§ WHAT IS REQUIRED: Which lines in the records below contain the string "awning"? List each of them in full.

§ LISTING:
★ ★ ★ ★ ★ ★ ★

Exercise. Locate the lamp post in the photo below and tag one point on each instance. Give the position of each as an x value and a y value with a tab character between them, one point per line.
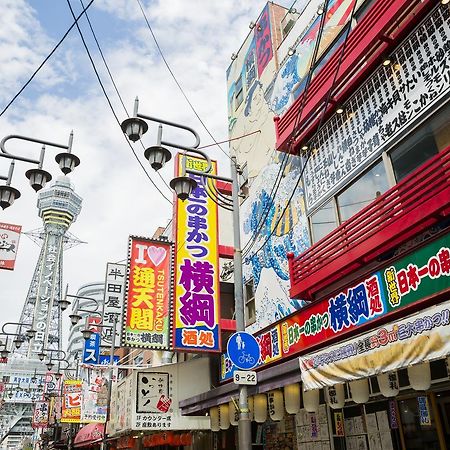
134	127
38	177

★ ★ ★ ★ ★ ★ ★

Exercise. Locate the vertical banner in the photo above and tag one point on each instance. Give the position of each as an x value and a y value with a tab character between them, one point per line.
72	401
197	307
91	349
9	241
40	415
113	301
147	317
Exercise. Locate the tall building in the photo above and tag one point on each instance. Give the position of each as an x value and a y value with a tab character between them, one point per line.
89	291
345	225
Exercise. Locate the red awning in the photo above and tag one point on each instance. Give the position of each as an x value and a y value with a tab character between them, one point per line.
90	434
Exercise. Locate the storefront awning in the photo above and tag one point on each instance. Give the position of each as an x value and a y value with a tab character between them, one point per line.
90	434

★ ★ ★ ★ ★ ★ ★

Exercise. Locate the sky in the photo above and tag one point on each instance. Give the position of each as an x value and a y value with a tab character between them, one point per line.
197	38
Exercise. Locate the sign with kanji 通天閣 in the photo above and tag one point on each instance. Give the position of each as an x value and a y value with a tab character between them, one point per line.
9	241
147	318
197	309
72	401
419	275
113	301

★ ★ ★ ★ ★ ★ ★

§ OUTPUT OF THE TASK:
Exercise. Locate the red awning in the photo above and tag one point on each instance. Give the position of each as an x value and a y value with a tab character between them, one point per line.
Exercise. Locate the storefront awning in the photo above and tag one point on each instance. Give the position of each as an x value and a y value with a tab character between them, one point per line.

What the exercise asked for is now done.